Met behulp van een spierbiopt kan een stukje van de spier verkregen worden om onder de microscoop onderzocht te worden.
Het spierbiopt wordt eigenlijk altijd op een vaste plek genomen: uit het bovenbeen, uit de musculus vastus lateralis.
Een spierbiopt kan onder lokale verdoving worden afgenomen met behulp van een speciaal spierbioptapparaat.

Ook kan de chirurg door middel van een operatie een stukje uit de spier halen. Dit wordt een open biopt genoemd.

Het spierbiopt kan op 3 manier worden onderzocht:

- onder de lichtmicroscoop met behulp van kleuringen
- op de aan- of afwezigheid van bepaalde stoffen (immunohistochemie)
- onder de elektronenmicroscoop

Onderzoek onder de lichtmicroscoop

De patholoog zal op het stukje spierweefsel een aantal kleuringen uitvoeren, om zo het spierweefsel zo goed mogelijk te onderzoeken.

Hieronder staan de meest gebruikte kleuringen weergegeven.

______

Opdrachten:
A: Geef voor elke bewering aan of ze klopt met de tekst over het spierbiopt, met ja of nee en de doorslaggevende woorden uit de tekst letterlijk geciteerd. (i) Het spierbiopt wordt meestal uit de bovenarm genomen. (ii) Bij een open biopt haalt de chirurg met een operatie een stukje uit de spier. (iii) Voor een spierbiopt is lokale verdoving niet mogelijk.
B: Schrijf een vervolg op de tekst over het spierbiopt, beginnend na de laatste zin ervan.
De vermeldingen die hierna komen, staan los van de tekst over het spierbiopt.

______

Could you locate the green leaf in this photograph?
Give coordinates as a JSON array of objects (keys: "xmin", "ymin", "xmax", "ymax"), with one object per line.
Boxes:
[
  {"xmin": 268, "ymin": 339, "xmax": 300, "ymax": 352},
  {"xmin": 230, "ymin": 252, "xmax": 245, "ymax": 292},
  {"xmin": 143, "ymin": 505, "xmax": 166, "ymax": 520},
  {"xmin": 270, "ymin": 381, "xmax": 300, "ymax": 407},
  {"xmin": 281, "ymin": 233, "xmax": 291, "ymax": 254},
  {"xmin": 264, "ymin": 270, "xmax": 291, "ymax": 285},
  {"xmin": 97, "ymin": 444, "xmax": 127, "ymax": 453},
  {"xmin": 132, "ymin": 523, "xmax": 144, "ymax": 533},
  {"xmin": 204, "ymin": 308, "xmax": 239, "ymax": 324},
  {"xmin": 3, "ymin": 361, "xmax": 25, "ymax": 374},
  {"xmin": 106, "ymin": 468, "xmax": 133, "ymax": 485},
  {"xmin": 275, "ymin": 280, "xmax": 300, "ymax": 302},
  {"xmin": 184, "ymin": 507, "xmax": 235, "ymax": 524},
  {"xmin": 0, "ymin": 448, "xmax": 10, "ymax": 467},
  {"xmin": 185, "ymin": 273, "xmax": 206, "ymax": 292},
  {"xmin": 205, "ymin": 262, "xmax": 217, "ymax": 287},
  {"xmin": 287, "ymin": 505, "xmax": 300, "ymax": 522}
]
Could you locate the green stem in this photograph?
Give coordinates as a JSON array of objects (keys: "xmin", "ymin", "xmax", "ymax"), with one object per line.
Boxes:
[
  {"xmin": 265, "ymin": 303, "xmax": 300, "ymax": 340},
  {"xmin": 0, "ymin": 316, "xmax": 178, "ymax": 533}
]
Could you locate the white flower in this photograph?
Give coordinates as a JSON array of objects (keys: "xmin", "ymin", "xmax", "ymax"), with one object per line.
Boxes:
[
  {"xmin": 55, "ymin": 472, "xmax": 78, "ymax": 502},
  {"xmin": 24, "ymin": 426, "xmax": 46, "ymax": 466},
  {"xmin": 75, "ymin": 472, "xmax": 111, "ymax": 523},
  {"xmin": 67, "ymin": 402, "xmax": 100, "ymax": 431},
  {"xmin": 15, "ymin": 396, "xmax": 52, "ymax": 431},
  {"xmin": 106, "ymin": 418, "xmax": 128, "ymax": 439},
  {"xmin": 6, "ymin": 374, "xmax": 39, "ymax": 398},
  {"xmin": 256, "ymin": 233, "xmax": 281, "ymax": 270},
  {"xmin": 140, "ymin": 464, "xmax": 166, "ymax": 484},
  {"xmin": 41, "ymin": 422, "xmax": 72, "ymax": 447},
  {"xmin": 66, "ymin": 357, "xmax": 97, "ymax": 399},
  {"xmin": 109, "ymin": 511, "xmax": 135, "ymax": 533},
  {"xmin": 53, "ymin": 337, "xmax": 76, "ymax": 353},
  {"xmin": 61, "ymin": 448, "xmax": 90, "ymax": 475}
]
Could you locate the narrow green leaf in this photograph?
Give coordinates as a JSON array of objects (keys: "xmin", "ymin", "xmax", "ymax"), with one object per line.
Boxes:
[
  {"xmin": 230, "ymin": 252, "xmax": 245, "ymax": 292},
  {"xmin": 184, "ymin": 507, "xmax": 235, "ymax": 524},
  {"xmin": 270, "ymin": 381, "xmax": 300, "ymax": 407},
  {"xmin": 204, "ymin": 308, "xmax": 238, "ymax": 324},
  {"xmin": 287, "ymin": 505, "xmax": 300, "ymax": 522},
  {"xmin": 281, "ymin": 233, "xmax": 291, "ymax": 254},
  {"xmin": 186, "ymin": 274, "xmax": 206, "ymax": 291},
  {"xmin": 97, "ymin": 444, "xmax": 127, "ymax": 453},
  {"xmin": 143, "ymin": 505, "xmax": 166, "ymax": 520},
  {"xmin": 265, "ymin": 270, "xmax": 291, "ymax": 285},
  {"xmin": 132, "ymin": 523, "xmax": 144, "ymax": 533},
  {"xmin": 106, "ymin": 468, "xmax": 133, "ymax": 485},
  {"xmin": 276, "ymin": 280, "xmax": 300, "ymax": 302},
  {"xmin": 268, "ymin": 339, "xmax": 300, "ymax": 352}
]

______

Antwoorden per opdracht:
A:
(i) Nee: "uit het bovenbeen, uit de musculus vastus lateralis"
(ii) Ja: "Ook kan de chirurg door middel van een operatie een stukje uit de spier halen. Dit wordt een open biopt genoemd."
(iii) Nee: "Een spierbiopt kan onder lokale verdoving worden afgenomen"

B:
1) De eerste kleuring die wordt toegepast is een kleuring met hematoxyline (HE). Deze kleuring maakt het mogelijk om de spiervezels onder de lichtmicroscoop te bekijken.

In een normaal spierbiopt zijn alle spiervezels ongeveer even groot.
De kernen van de spiervezels liggen aan de rand van de spiervezel.

Er is sprake van een afwijkend spierbiopt wanneer:

a) de spiervezels niet gelijk zijn qua grootte

b) De kernen niet aan de rand, maar midden in de spiervezels liggen

c) Er necrose is van spiervezels

d) Spiervezels vervangen zijn door bindweefsel

 

2) ATP-ase kleuring

Er bestaan 3 types spiervezels: type I en type II vezels, waarbij de laatste worden onderverdeeld in type IIa en type II b vezels.

Type 1 vezels bevatten veel mitochondrieen en dus veel ATP, type II vezels bevatten minder mitochondrieen.

Met behulp van een ATP-ase kleuring kan onderscheid gemaakt worden tussen type I en type II vezels. Door de pH van de kleuring te veranderen kan ook nog onderscheid gemaakt worden tussen type IIa en type IIb vezels.

Normaal gesproken zijn er ongeveer evenveel type I als type II vezels.
Ook zijn de type I en II vezels willekeurig verdeeld over de spier in een zogenaamd schaakbordpatroon.

Bij een bepaalde aanlegstoornis van de spier zijn er te weinig type I vezels.
Deze aandoening wordt een fibre type disporportion myopathie genoemd.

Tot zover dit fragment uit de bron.